Data to examine:
···
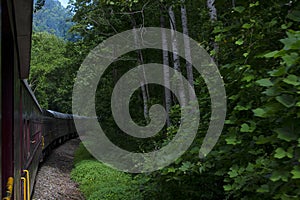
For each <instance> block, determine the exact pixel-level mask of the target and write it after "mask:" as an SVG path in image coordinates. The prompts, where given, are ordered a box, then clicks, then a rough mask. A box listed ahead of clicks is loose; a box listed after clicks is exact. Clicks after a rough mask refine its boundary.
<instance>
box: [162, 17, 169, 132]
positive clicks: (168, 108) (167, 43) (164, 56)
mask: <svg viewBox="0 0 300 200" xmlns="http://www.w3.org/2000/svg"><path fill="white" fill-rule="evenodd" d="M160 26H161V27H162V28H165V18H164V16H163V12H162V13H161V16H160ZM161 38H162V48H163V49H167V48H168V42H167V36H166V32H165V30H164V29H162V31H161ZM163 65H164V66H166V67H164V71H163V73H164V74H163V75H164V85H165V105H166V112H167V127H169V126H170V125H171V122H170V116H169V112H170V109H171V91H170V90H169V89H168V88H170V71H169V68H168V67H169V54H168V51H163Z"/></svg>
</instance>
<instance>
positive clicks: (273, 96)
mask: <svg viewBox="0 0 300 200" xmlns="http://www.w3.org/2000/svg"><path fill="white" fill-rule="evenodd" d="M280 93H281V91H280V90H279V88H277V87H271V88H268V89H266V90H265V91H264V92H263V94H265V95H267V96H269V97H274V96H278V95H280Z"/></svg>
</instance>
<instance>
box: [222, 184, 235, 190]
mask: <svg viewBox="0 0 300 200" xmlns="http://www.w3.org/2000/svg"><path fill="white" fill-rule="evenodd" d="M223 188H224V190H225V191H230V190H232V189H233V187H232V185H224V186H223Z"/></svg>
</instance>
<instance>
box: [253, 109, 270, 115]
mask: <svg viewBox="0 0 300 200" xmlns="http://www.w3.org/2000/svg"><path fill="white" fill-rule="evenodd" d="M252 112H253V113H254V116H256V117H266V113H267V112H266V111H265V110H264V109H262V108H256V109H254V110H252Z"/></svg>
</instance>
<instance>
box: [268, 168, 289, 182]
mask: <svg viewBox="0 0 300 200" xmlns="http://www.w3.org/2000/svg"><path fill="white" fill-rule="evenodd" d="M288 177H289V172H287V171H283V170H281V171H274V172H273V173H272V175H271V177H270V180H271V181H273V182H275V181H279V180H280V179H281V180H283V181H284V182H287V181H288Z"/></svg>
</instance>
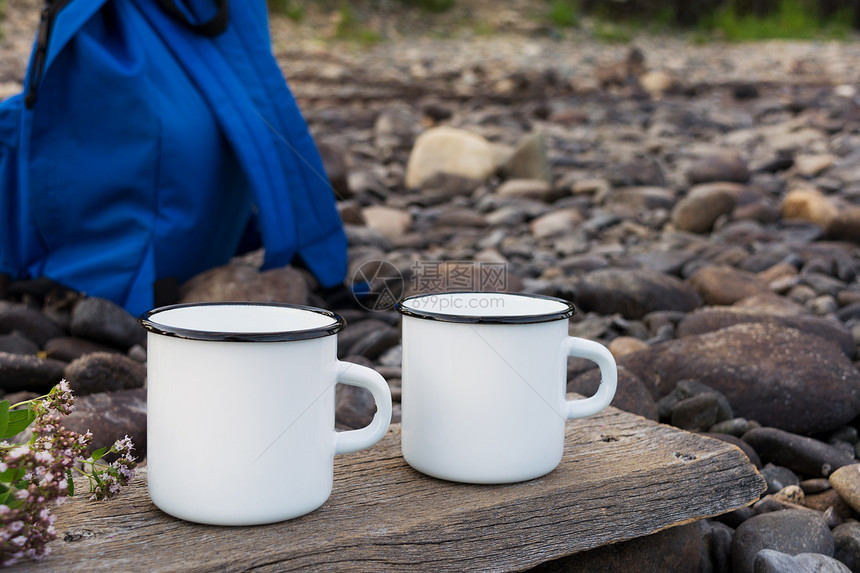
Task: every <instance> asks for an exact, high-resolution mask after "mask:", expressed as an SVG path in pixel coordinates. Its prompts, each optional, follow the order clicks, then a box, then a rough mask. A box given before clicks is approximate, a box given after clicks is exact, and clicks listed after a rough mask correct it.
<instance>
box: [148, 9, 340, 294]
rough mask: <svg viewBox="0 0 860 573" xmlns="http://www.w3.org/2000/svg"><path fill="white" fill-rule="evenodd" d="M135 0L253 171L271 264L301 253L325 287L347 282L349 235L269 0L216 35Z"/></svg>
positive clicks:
···
Exercise: Lines from the records above that hold "then" are the ones to list.

Written answer:
For each <instance> block, determine the exact pixel-level mask of the target and write it after "mask:" as an SVG path in image coordinates. The prompts, where given, are ordered a box, then clicks, then a rough mask. A box listed ahead of clicks is loose; a box listed after clicks is exact. Clicks after a rough mask refine its boundary.
Task: every <instance> asks for an exact, high-resolution mask after "mask:", expressed as an SVG path in pixel coordinates. Its prompts, each optional, follow the order clicks, then a box, then a rough mask. A box given before clicks is approximate, a box given after clicks is exact, and clicks listed after a rough mask correct it.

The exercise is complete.